Required work:
Put the records below into a numbered list, leaving out any blank lines.

Task input:
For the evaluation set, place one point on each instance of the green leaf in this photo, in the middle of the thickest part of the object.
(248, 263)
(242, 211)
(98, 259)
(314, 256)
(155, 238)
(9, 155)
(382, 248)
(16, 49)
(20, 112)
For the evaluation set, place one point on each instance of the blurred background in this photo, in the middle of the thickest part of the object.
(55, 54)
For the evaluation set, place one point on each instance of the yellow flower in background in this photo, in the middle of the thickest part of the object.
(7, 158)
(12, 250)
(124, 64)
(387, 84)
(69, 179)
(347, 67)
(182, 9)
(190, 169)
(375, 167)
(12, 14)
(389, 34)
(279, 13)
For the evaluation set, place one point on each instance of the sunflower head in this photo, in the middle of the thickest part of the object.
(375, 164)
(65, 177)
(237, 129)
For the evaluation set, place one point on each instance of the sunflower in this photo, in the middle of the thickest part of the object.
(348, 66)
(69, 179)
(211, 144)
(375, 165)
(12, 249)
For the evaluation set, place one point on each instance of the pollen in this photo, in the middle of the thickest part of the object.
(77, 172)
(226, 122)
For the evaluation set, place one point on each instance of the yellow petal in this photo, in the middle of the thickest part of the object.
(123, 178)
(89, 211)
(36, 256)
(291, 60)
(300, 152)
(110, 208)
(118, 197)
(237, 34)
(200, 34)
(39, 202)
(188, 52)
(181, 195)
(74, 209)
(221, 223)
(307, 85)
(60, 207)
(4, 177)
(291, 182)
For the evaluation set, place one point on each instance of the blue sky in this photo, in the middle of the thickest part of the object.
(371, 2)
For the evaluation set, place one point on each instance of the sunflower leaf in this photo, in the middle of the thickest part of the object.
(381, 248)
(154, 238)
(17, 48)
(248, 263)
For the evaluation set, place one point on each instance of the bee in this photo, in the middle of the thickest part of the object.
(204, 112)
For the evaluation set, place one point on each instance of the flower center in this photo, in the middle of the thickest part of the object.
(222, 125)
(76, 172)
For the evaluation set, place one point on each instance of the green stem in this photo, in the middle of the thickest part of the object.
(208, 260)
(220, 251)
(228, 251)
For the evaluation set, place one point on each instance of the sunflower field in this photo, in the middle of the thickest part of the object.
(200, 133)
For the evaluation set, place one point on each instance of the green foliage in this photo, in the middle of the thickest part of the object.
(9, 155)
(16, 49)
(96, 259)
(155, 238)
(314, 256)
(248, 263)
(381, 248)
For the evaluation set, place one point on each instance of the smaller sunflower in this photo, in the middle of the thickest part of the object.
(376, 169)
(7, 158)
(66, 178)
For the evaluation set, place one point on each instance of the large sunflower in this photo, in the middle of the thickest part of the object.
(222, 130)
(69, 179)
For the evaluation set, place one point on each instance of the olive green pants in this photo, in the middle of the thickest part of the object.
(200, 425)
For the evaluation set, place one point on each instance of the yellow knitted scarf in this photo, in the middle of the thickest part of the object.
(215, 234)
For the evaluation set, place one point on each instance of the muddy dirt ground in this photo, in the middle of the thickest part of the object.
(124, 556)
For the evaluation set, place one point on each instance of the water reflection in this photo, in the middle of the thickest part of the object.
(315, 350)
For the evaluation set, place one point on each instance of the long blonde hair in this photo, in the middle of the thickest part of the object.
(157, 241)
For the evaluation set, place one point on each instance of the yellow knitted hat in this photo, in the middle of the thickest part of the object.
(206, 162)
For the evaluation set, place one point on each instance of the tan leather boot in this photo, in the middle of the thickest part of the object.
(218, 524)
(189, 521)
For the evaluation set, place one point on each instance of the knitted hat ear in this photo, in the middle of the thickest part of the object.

Written response:
1. For the evaluation set, place one point on each instance of the green leaf in this photo, in the middle of the thickest part of the object.
2. (248, 263)
3. (242, 211)
4. (98, 259)
5. (314, 256)
6. (155, 238)
7. (9, 155)
8. (382, 248)
9. (16, 49)
10. (20, 112)
11. For the evaluation set, place one point on each instance of the blurred background in this photo, in the middle of the thickest part of the object.
12. (55, 54)
13. For the evaluation set, place one point on each instance of the yellow flower in background in this photo, in the middle of the thickest part of the object.
14. (7, 158)
15. (12, 250)
16. (124, 64)
17. (387, 84)
18. (69, 179)
19. (347, 67)
20. (182, 9)
21. (190, 169)
22. (375, 167)
23. (12, 14)
24. (389, 34)
25. (279, 13)
26. For the evaluation set, place one point on each instance of the sunflower head in this photo, in the middle of the thickest part of the object.
27. (375, 164)
28. (65, 177)
29. (237, 129)
30. For the evaluation set, place one point on each instance of the sunflower in this photo, in the middle of the thickest part of the object.
31. (348, 66)
32. (69, 179)
33. (211, 144)
34. (375, 165)
35. (12, 249)
36. For the evaluation set, place one point on each instance of the pollen in this photo, in the middle of the thickest part of the object.
37. (77, 172)
38. (226, 122)
39. For the evaluation set, place one point on each instance of the yellow petal in this photo, in the middle of the thickest part of the object.
40. (123, 178)
41. (89, 211)
42. (36, 256)
43. (291, 60)
44. (300, 152)
45. (110, 208)
46. (118, 197)
47. (237, 34)
48. (200, 34)
49. (39, 202)
50. (188, 52)
51. (181, 195)
52. (74, 209)
53. (221, 223)
54. (307, 85)
55. (60, 207)
56. (4, 177)
57. (291, 182)
58. For the evaluation set, place one point on each instance of the blue sky in this photo, in the middle of the thickest part of the object.
59. (371, 2)
60. For the evaluation set, place one point on each instance of the sunflower leaf in this photo, in the middle of the thickest part of the object.
61. (381, 248)
62. (154, 238)
63. (17, 48)
64. (248, 263)
65. For the evaluation set, place one point on each instance of the bee in this photo, in the middle of the thickest part of the object.
66. (204, 112)
67. For the evaluation set, place one point on each instance of the flower center in this photo, in the middle of the thickest part of the object.
68. (222, 125)
69. (76, 172)
70. For the evaluation set, place one point on each instance of the green stem in this photo, in the middle of the thickest part of the object.
71. (208, 260)
72. (220, 251)
73. (228, 251)
74. For the evaluation set, place one point on each instance of the sunflower field in this photo, in the middle of the thickest part of the object.
75. (200, 133)
76. For the evaluation set, place one point on each instance of the green foliage in this photo, in the middle of the thickest part of the object.
77. (9, 155)
78. (16, 49)
79. (96, 259)
80. (155, 238)
81. (314, 256)
82. (248, 263)
83. (381, 248)
84. For the evaluation set, place one point on each instance of the smaller sunflower in this photo, in the middle of the thickest part of the object.
85. (376, 169)
86. (7, 158)
87. (66, 178)
88. For the evaluation set, place one point on each instance of the large sunflower in this photo, in the middle of the thickest part of the object.
89. (222, 130)
90. (69, 179)
91. For the evaluation set, place one point on each instance of the olive green pants in this photo, in the middle of the thickest part of the object.
92. (200, 425)
93. For the evaluation set, place one point on each instance of the yellow knitted scarf in this photo, in the middle of the thickest part of the object.
94. (215, 234)
95. For the evaluation set, place one point on each instance of the muddy dirt ground in this photo, in the middle of the thickest part of the object.
96. (124, 556)
97. For the evaluation set, place one point on each instance of the water reflection in this photo, in the middle of the thickest part of the object.
98. (315, 350)
99. For the evaluation set, place one point on each instance of the long blonde hair in this photo, in the middle of the thickest part of the object.
100. (157, 241)
101. For the evaluation set, place one point on each instance of the yellow knitted hat in this photo, in the middle of the thickest part of the object.
102. (206, 162)
103. For the evaluation set, place one point on each instance of the tan leather boot in this photo, in the middle of the thickest part of the object.
104. (218, 524)
105. (189, 521)
106. For the evaluation set, place one point on each instance of the knitted hat ear in this photo, in the middle of the thickest part of the object.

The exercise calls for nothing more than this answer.